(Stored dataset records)
-*-*-
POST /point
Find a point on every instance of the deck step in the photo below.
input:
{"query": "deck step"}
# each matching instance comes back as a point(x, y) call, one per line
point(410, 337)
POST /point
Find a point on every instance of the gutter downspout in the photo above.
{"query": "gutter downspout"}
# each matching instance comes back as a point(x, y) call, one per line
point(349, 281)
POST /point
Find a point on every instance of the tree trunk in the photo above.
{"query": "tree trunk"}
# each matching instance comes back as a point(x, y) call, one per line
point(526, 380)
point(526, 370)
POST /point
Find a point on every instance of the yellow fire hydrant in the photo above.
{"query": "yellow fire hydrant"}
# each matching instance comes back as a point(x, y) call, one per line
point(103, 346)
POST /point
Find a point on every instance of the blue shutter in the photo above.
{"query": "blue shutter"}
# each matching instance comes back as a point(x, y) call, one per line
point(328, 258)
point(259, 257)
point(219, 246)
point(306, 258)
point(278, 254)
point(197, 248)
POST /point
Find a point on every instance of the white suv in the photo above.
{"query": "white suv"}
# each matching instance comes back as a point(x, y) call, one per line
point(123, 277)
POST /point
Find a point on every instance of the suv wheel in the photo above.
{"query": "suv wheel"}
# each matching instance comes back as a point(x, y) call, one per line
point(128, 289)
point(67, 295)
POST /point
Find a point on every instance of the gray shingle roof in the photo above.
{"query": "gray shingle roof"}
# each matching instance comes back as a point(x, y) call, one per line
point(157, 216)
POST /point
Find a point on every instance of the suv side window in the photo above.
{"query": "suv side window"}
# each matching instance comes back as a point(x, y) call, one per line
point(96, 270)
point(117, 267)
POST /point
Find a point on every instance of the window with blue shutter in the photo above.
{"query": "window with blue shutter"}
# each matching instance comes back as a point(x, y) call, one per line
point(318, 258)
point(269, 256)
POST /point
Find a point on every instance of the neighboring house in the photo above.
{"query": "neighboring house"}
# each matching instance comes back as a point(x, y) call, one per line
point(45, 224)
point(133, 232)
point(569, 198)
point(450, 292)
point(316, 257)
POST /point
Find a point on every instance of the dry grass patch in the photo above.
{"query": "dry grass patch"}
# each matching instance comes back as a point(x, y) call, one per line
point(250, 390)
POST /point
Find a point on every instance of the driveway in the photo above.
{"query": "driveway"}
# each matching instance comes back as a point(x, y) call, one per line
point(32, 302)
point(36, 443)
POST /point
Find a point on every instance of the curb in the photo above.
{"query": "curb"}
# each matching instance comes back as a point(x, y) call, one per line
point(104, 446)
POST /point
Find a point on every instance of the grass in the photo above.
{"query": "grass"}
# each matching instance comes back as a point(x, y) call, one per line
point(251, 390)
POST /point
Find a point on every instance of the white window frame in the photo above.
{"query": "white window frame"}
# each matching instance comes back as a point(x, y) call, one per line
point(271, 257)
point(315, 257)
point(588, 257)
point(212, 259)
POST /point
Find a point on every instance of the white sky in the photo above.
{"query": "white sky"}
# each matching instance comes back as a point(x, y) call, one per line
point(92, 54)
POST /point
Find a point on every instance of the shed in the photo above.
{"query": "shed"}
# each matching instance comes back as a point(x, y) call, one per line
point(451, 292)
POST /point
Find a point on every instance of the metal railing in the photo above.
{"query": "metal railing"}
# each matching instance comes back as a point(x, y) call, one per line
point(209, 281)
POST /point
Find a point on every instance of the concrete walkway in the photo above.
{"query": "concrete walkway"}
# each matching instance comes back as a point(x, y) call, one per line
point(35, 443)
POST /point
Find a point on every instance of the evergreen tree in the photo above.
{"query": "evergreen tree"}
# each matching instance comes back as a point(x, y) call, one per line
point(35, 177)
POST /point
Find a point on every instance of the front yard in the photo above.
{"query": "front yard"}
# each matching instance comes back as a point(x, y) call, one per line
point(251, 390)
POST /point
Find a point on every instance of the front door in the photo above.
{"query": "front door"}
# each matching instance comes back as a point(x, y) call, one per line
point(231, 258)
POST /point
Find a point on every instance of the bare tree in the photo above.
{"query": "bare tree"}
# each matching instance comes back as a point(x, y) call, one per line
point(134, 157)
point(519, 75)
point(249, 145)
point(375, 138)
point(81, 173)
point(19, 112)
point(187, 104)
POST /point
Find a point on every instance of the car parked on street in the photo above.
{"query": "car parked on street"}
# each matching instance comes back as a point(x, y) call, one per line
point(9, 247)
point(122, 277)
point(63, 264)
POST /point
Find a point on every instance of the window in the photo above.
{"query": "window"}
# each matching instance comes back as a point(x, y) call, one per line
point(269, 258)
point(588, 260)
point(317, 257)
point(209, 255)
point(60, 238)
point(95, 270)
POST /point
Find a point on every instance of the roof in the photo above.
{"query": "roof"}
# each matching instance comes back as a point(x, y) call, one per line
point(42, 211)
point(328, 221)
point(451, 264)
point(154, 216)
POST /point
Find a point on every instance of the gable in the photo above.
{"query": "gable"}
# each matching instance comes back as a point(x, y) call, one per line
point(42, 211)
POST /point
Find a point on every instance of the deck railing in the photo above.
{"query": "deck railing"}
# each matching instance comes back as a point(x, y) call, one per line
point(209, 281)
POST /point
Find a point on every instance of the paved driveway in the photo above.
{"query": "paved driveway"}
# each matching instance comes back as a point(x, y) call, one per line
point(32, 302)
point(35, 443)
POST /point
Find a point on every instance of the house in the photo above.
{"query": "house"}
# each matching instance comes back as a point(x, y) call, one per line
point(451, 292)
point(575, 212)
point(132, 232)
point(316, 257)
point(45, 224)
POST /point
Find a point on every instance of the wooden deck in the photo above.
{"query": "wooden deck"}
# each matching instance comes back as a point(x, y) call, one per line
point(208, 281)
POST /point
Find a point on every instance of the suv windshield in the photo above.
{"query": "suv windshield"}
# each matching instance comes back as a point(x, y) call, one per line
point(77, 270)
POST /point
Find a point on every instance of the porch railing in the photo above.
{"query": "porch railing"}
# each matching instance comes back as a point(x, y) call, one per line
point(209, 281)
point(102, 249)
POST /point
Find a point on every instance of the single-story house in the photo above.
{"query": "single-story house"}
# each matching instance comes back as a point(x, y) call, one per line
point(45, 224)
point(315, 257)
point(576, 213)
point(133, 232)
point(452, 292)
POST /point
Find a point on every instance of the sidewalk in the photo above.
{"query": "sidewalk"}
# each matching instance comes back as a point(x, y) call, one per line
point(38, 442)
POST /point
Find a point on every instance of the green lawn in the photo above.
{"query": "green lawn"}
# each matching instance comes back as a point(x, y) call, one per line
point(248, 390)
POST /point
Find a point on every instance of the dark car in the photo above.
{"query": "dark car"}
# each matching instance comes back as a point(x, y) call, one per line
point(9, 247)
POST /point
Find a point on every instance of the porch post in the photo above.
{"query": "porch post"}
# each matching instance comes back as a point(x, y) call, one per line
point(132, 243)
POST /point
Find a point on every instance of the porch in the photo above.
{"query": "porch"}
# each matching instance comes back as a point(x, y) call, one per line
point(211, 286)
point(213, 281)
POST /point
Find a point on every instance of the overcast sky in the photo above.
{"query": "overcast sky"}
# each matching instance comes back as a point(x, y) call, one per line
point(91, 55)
-*-*-
Work to do:
Update the records above by replacing "each matching instance" with "every matching object" wherever it appears, leaving everything else unchanged.

Task response:
POST /point
Find a point on every instance of the deck step in the photo below.
input:
{"query": "deck step"}
# every matching object comes back as a point(x, y) call, one per line
point(410, 337)
POST /point
Find a point on every instance of the gutter downspout in the photo above.
{"query": "gutter downspout"}
# every matching object comes back as a point(x, y) call, one per line
point(349, 281)
POST /point
Find a point on every instance of the tree trunk in the photo above.
{"query": "tree trunk"}
# every matching object comes back as a point(x, y) call, one per line
point(526, 380)
point(526, 370)
POST /point
Find a point on every instance of the yellow fire hydrant in the photo above.
{"query": "yellow fire hydrant"}
# every matching object comes back as a point(x, y) call, one per line
point(103, 346)
POST /point
Find a point on every instance of the blue shutter in the photo above.
{"query": "blue shutter"}
# every matching object comes back as a point(x, y) call, one per line
point(328, 258)
point(259, 257)
point(219, 246)
point(306, 258)
point(278, 254)
point(197, 248)
POST /point
Find a point on every instance of the white suv in the photo above.
{"query": "white suv"}
# every matching object comes back as a point(x, y) call, one per line
point(123, 277)
POST /point
Find a point on every instance of the suv wheel in the photo above.
{"query": "suv wheel"}
# every matching object comes back as a point(x, y) call, one per line
point(128, 289)
point(67, 295)
POST /point
Find a point on every instance of the gray shingle roof in the photo above.
{"query": "gray shingle roof"}
# every matching object comes back as a point(x, y) call, one per line
point(157, 216)
POST /point
Find a point on every instance of the suv side window in the photo above.
{"query": "suv side window"}
# every matching object comes back as a point(x, y) call, one per line
point(96, 270)
point(117, 267)
POST /point
Find a point on every instance of the window with blue shutter in the photo above.
{"query": "window with blue shutter"}
# every matching object comes back as a point(x, y) call, one per line
point(318, 258)
point(269, 256)
POST /point
Find a point on every instance of the neighboring house in the photo above.
{"query": "neighboring house"}
# every matching object comes back as a point(x, y) call, one per line
point(45, 224)
point(133, 232)
point(569, 198)
point(450, 292)
point(316, 257)
POST /point
Find a point on every instance of the dry grass patch in the photo above.
{"query": "dry grass patch"}
# every matching object comes back as a point(x, y) call, one per line
point(250, 390)
POST /point
Find a point on every instance of the driveway in the photo above.
{"query": "driveway"}
# every matching object comes back as a point(x, y) call, one per line
point(32, 302)
point(36, 443)
POST /point
Find a point on every instance of the curb in the photo above.
{"query": "curb"}
# every matching object comes back as a point(x, y) call, one per line
point(104, 446)
POST /point
Find a point on every instance of the grass in the photo above.
{"query": "grass"}
# every matching object comes back as a point(x, y) call, one per line
point(251, 390)
POST /point
Find a point on every instance of the white window frame in the photo above.
{"query": "white window frame"}
# every matching object comes back as a point(x, y) call, one per line
point(271, 257)
point(315, 257)
point(588, 257)
point(212, 259)
POST /point
Find a point on every instance of the white sky in the photo above.
{"query": "white sky"}
# every matching object comes back as a point(x, y) call, one per line
point(92, 54)
POST /point
Find a point on every instance of the shed in the photo above.
{"query": "shed"}
# every matching object comes back as a point(x, y) call, one per line
point(451, 292)
POST /point
Find a point on every instance of the metal railing in the photo above.
{"query": "metal railing"}
# every matching object comes back as a point(x, y) call, one per line
point(209, 281)
POST /point
Find a point on every instance of the concrete walkway in the photo above.
{"query": "concrete walkway"}
# every matching object comes back as a point(x, y) call, one per line
point(35, 443)
POST /point
Find a point on every instance of the evergreen tree in the photo above.
{"query": "evergreen tree"}
# every matching object comes back as a point(x, y) call, one per line
point(35, 177)
POST /point
Find a point on every instance of the front yard in the photo above.
{"query": "front yard"}
# every matching object comes back as a point(x, y) call, one per line
point(251, 390)
POST /point
Find a point on every instance of the front door in the photo above.
{"query": "front door"}
# every matching object comes back as a point(x, y) call, one per line
point(231, 258)
POST /point
Find a point on every instance of the bare tree in the photo above.
{"query": "bare tree"}
# every matching object comes back as a point(x, y) call, one per line
point(134, 157)
point(519, 75)
point(249, 145)
point(375, 138)
point(81, 173)
point(19, 112)
point(187, 104)
POST /point
Find a point on every instance of the car parked on street in the photo above.
{"query": "car parked on street"}
# every matching object comes back as a point(x, y) call, one per line
point(9, 247)
point(122, 277)
point(63, 264)
POST /point
Find a point on every instance of the window in the photo above.
{"query": "window"}
# every matching object comes back as a point(x, y) call, one per line
point(269, 258)
point(588, 260)
point(317, 257)
point(209, 255)
point(60, 238)
point(95, 270)
POST /point
Find a point on every instance of the roof in the photo above.
{"query": "roof"}
# every matching object comes back as a point(x, y) call, one per line
point(42, 211)
point(328, 221)
point(451, 264)
point(154, 216)
POST /point
Find a point on every instance of the gable in the photo above.
{"query": "gable"}
# every matching object comes back as a point(x, y) call, one per line
point(42, 211)
POST /point
Find a point on every instance of the deck railing in the photo above.
{"query": "deck railing"}
# every matching object comes back as a point(x, y) call, one per line
point(209, 281)
POST /point
Find a point on every instance of the paved driveway in the photo above.
{"query": "paved driveway"}
# every matching object comes back as a point(x, y) call, one per line
point(32, 302)
point(35, 443)
POST /point
Find a point on every instance of the house in the photo above.
{"query": "house"}
# every matching object comes back as a point(x, y) call, one per line
point(451, 292)
point(575, 212)
point(132, 232)
point(316, 257)
point(45, 224)
POST /point
Find a point on every instance of the wooden deck in the photo above.
{"query": "wooden deck"}
# every matching object comes back as a point(x, y) call, one per line
point(208, 281)
POST /point
Find a point on every instance of the suv windshield in the photo above.
{"query": "suv windshield"}
# every matching object comes back as a point(x, y) call, one per line
point(77, 270)
POST /point
Find a point on every instance of the porch railing in the photo above.
{"query": "porch railing"}
# every matching object comes back as a point(x, y) call, one per line
point(209, 281)
point(102, 249)
POST /point
Find a point on every instance of the single-story house in the photo above.
{"query": "single-story house"}
# every matching object comes back as a point(x, y) call, one per line
point(45, 224)
point(315, 257)
point(576, 213)
point(133, 232)
point(452, 292)
POST /point
Find a point on every instance of the sidewalk in the photo above.
{"query": "sidewalk"}
# every matching object comes back as a point(x, y) call, one per line
point(38, 442)
POST /point
Find a point on every instance of the green lawn in the photo above.
{"query": "green lawn"}
# every matching object comes back as a point(x, y) call, one per line
point(248, 390)
POST /point
Find a point on every instance of the dark car in the photo above.
{"query": "dark car"}
# every matching object comes back as a point(x, y) call, one per line
point(9, 247)
POST /point
Find a point on every instance of the porch post in the photo above.
{"query": "porch post"}
# every matching object comes back as a point(x, y) call, one per line
point(132, 243)
POST /point
Find a point on every instance of the porch in the photo above.
{"query": "porch"}
# every matching object comes back as a point(x, y) call, one per line
point(211, 286)
point(213, 281)
POST /point
Find a point on every instance of the overcast sky in the photo above.
{"query": "overcast sky"}
# every matching object comes back as a point(x, y) call, one per line
point(91, 55)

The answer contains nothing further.